Segment Start: Document extract

Tuesday, April 1, 2014

Guest Post: 7 Reasons You Should Take Your Child on a Mission Trip


 There are many things you can teach your children at home, but some lessons are only learned by venturing out.  My new friend, Kathleen from {full of life}, is my guest blogger today.  She shares lessons learned from taking her daughter on two mission trips.

Going on a mission trip can be a mind-altering experience for a teenager, in the best possible way.
  A mission trip is an opportunity to escape the conformism and competition of the teenage world and find out that life is a lot bigger and more meaningful than what happens in the gossip-filled halls of your high school.

I have a golden memory of a child development project outside of Arusha, Tanzania, on our first day on a Compassion trip.  Some of the church ladies invited Marie to join them as they led worship.  She danced alongside them as the praise band played a raucous African gospel song and a little girl with a raggedy doll wove in and out of everyone’s legs.  Marie was as far from the drama of high school as a girl could possibly be.

Through that trip and a subsequent one to Rwanda, Marie started
sorting out her priorities about what is truly valuable and what she wanted from life. Encountering first hand the desperate need for health care in the developing world, a dream was planted in her heart to become a nurse, and she is now in her final year of nursing school.

What my teenager learned on mission trips to Tanzania and Rwanda:

1.      It’s not about you. Whether you are digging wells, delivering supplies or advocating for the poor, the purpose of a mission trip is service. You forget bout yourself and your problems when all of your energy is focused on those in need.
2.       You meet the nicest people. A mission trip is a great opportunity for teens to be mentored by caring adults, as well as make like-minded friends. Sometimes you make lifelong friends, and sometimes they are just friends for a season, and either way is okay.
3.        There are good people all over the world.  When you get out of suburbia or ex-urbia or wherever it is you live, you find that, in spite of different languages, clothes, customs and foods, people everywhere have a lot in common. They love to shake hands and exchange names, share a laugh and a cold drink and learn a few words in the other's language.






4.       Complaining is for wimps. Our Rwanda trip leader told us that our motto would be "Suck it up,Buttercup." You don’t like tilapia and cassava? Too bad, that’s what’s for dinner. If you don’t eat it, you will offend the host and you’ll go hungry.  You don’t like going to the bathroom in a squatty potty with no door and a monkey watching you?  Too bad, there’s no other bathroom for fifty miles around. Besides, these kinds of misadventures make great stories.

Segment End: Document extract
Segment Start: Data

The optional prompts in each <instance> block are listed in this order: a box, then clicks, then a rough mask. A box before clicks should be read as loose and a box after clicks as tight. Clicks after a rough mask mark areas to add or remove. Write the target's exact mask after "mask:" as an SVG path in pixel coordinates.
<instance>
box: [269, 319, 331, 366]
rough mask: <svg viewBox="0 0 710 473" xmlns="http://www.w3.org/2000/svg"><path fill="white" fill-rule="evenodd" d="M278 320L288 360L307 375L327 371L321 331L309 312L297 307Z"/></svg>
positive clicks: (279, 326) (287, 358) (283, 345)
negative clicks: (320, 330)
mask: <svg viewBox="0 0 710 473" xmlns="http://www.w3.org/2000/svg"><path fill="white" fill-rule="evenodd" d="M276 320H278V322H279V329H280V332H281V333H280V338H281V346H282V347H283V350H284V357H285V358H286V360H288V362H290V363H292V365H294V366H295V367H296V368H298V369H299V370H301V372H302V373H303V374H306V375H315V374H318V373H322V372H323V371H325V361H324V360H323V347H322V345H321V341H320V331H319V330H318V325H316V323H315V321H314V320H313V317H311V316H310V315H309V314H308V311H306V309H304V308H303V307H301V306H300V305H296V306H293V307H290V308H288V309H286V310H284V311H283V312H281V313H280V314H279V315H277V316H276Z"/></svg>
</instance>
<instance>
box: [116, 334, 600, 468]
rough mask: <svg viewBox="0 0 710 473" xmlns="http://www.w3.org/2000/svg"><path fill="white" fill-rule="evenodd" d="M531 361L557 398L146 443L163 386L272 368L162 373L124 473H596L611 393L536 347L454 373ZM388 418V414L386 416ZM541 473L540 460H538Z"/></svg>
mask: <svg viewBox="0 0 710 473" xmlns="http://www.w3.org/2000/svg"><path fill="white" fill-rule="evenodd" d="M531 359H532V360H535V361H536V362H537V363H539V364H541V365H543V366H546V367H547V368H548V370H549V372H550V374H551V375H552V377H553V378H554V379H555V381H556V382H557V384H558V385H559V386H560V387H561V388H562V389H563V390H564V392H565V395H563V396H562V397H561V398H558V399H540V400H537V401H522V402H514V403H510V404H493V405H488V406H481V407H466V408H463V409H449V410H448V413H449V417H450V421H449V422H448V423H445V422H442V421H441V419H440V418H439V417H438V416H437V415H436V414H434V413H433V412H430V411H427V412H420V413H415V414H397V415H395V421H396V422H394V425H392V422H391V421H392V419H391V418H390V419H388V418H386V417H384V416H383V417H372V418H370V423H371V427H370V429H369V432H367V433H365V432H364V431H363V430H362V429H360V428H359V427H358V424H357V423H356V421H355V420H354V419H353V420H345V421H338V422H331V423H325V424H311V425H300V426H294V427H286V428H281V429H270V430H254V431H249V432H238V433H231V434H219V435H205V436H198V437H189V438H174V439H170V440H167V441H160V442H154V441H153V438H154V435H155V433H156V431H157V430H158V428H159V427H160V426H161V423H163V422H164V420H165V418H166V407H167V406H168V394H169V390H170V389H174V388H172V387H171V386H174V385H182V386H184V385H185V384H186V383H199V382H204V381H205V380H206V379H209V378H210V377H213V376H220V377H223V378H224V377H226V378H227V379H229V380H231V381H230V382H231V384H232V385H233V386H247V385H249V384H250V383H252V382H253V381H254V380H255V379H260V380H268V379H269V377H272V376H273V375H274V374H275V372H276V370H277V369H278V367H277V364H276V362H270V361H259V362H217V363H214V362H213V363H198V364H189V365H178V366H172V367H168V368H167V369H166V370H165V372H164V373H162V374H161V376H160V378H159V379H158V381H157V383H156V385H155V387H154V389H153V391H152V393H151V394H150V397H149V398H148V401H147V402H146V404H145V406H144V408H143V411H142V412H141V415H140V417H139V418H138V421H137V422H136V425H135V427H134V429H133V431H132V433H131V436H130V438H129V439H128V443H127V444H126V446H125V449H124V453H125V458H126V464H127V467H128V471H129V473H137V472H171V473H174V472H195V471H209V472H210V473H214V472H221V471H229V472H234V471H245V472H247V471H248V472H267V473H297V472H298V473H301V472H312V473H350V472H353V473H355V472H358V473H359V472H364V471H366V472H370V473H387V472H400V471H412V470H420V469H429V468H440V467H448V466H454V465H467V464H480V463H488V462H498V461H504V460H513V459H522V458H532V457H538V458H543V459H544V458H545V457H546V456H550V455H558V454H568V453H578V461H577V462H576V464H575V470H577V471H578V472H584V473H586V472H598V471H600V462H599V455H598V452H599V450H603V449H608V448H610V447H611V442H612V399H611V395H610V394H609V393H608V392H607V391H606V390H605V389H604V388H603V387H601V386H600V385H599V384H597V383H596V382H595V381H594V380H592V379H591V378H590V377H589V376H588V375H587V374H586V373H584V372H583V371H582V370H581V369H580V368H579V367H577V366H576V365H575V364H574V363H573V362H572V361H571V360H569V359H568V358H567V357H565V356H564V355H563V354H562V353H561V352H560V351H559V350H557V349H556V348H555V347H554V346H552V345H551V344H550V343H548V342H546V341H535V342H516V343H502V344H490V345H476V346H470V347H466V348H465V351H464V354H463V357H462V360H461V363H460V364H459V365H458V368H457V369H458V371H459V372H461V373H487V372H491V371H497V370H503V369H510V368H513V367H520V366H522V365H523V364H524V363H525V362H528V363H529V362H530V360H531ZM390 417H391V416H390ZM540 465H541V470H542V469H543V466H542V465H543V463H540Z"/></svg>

Segment End: Data

• _To do_:
(1) In the guest post on mission trips, condense the paragraph that begins "Through that trip and a subsequent one to Rwanda" into two sentences, keeping its main facts.
(2) According to the guest post on mission trips, where was the child development project visited on the first day of the Compassion trip?
(3) Continue the guest post on mission trips with the next passage after its final sentence, matching its tone and format.

• _Expected results_:
(1) Her mission trips to Tanzania and later Rwanda helped Marie sort out what she truly valued and wanted from life. Seeing firsthand the desperate need for health care in the developing world made her want to become a nurse, and she is now in her final year of nursing school.

(2) It was outside of Arusha, Tanzania.

(3)
An inconvenience is an adventure wrongly considered. Gilbert K. Chesterton 

5.        Things will work out.  Hotels and guest houses in Africa tend to be kind of jerry-rigged; windows and doors might not open, or they might not close; stairs are uneven, and everything is a little more rundown than it is in the US.  The shower in our hotel in Tanzania tended to flood the bathroom, but water came out of it and you could get your body clean.  Everything happens more slowly in Africa too, partly because it’s just so darn hot.  You have to be patient and trust God that you will get what you need to survive, the way the people who live there do every day.
6.       Money doesn’t make people happy.  Everyone I’ve ever met who has been on a mission trip to a developing nation realizes when they return home how burdened they are by all  their "stuff". I'm not saying that it's better to be poor.  But the poor have a lot to teach us about what is truly valuable in this world; your faith, your family, your health and your calling. Everything else is more or less expendable.  
7.         Love for Jesus is a universal language. In Tanzania we visited a Baptist-run school and the pastor asked if we were Baptists. At the time we were Anglican, and when I told him that, he looked at me as if I had said we were Zoroastrians. I smiled and said, “And we love Jesus!”  A big grin split his face as he laughed and shook my hand. The church is one family, everywhere you go. 

Let your religion be less of a theory and more of a love affair. Gilbert K. Chesterton


Have you or your children been on a mission trip?  What did you/they learn?